§ **TEXTO DE ORIGEM**
——————————
Óbito por condições posteriores à covid-19 no Brasil: um estudo descritivo, 2020-2023.

Author:

• Rodrigo de Macedo Couto - Couto, RM - <rodrigoscouto@hotmail.com>
ORCID: https://orcid.org/0000-0003-2598-5830

Co-author(s):

• Alexandra Crispim Boing - Boing, AC - <acboing@gmail.com>
ORCID: https://orcid.org/0000-0001-7792-4824


Abstract:

Little is known about the magnitude of deaths and which comorbidities may contribute to the occurrence of outcomes among individuals with post-covid conditions. This study aimed to identify deaths due to post-covid conditions in Brazil from 2020 to 2023 and describe the consequential and contributing causes. A descriptive study was conducted using ICD-10 codes B94.8 and U09.9. Between 2020 and 2023, Brazil reported 6,911,833 deaths. Of these, 5,017 (0.7%) were related to post-covid conditions. The peak occurred in the 2nd quarter of 2021, with an average decline of 28% in the subsequent quarters. The highest mortality rate was in the Central-West region, except in 2020, when the highest rate was in the North region. Tocantins had the highest annual mortality rates, except in 2021, when Espírito Santo recorded the highest number. Most deaths occurred among white individuals, the elderly, and those with higher education levels. The most common consequential causes were septicemia (42.9%) and respiratory events (52.8%). Among the contributing causes, diabetes mellitus was notable (20.5%). The study reveals a significant number of deaths due to post-covid-19 conditions in Brazil, highlighting regional variations and marked sociodemographic differences.

Keywords:

SARS-CoV-2; Condiciones Post-Covid; Fallecimiento.

Content:

INTRODUÇÃO
A doença coronavírus 2019 (covid-19) causada pelo SARSCoV-2 tem demonstrado um amplo espectro de manifestações clínicas, desde infecções assintomáticas até a síndrome respiratória aguda grave (SRAG), podendo levar à morte (1). Este tema tem sido amplamente discutido, e diversos estudos têm descrito e identificado vulnerabilidades relacionadas à infecção, bem como fatores associados com desfechos mais graves (2).
Por outro lado, pouca atenção tem sido dada às condições pós-covid, também conhecida como covid longa. Essas condições se referem à persistência de sintomas ou surgimento de manifestações novas após a fase aguda da infecção, que não podem ser explicadas por outra condição prévia (3). Esses sintomas podem durar semanas ou meses, podendo afetar várias áreas do corpo. Já foram descritas mais de 50 sequelas de curto, médio e longo prazo (4).
A variedade e a inespecificidade dos sintomas dificultam a compreensão de seus mecanismos fisiopatológicos. Hipóteses incluem desregulação imunológica, persistência prolongada do vírus, estado inflamatório crônico ou ainda lesões em órgãos como coração/vasos sanguíneos e rins (5).Embora as condições pós-covid-19 sejam mais frequentes em pacientes que desenvolveram formas graves da doença, especialmente aqueles que necessitaram de internação em unidade de tratamento intensivo (UTI), há evidências de que podem ocorrer independentemente da gravidade inicial da infecção (6, 7).
——————————
§ **AÇÕES NECESSÁRIAS**
1. Cite do texto sobre óbitos por condições pós-covid o trecho que começa em "Por outro lado, pouca" e segue até "longo prazo (4).".
2. Dê continuidade ao texto sobre óbitos por condições pós-covid no Brasil, partindo do ponto em que ele termina.
Não é preciso consultar o material.
——————————
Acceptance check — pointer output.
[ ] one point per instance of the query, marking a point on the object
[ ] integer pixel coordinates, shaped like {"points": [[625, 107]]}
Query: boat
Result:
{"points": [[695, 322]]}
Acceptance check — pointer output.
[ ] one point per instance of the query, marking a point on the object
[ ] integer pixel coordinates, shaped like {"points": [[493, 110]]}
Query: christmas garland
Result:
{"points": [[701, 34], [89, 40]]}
——————————
§ **RESPOSTAS DAS TAREFAS**
1.
Por outro lado, pouca atenção tem sido dada às condições pós-covid, também conhecida como covid longa. Essas condições se referem à persistência de sintomas ou surgimento de manifestações novas após a fase aguda da infecção, que não podem ser explicadas por outra condição prévia (3). Esses sintomas podem durar semanas ou meses, podendo afetar várias áreas do corpo. Já foram descritas mais de 50 sequelas de curto, médio e longo prazo (4).

2.
Desde 2020 até março de 2024, o Brasil notificou mais de 38 milhões de casos e ultrapassou 700 mil óbitos por covid-19 (8), caracterizando o país como um dos mais acometidos pela covid-19 no mundo. Estimativas internacionais indicam que, cerca de 30 a 45% dos casos são afetados pelas condições pós-covid (9, 10). Assim, presume-se que o Brasil tenha uma carga importante desta condição, apesar de não haver dados nacionais robustos, sobretudo os referentes aos óbitos.
Neste contexto além da carga de doença, a mortalidade por condições pós-covid precisa ser uma preocupação crescente entre os profissionais de saúde e pesquisadores. Uma revisão sistemática recente com metanálise consolidou diferentes taxas de mortalidade em vários países no mundo, encontrando que 7,4% (variação de 4,9 a 11,2%) dos casos que desenvolvem sequelas da covid-19 culminam com o óbito (11).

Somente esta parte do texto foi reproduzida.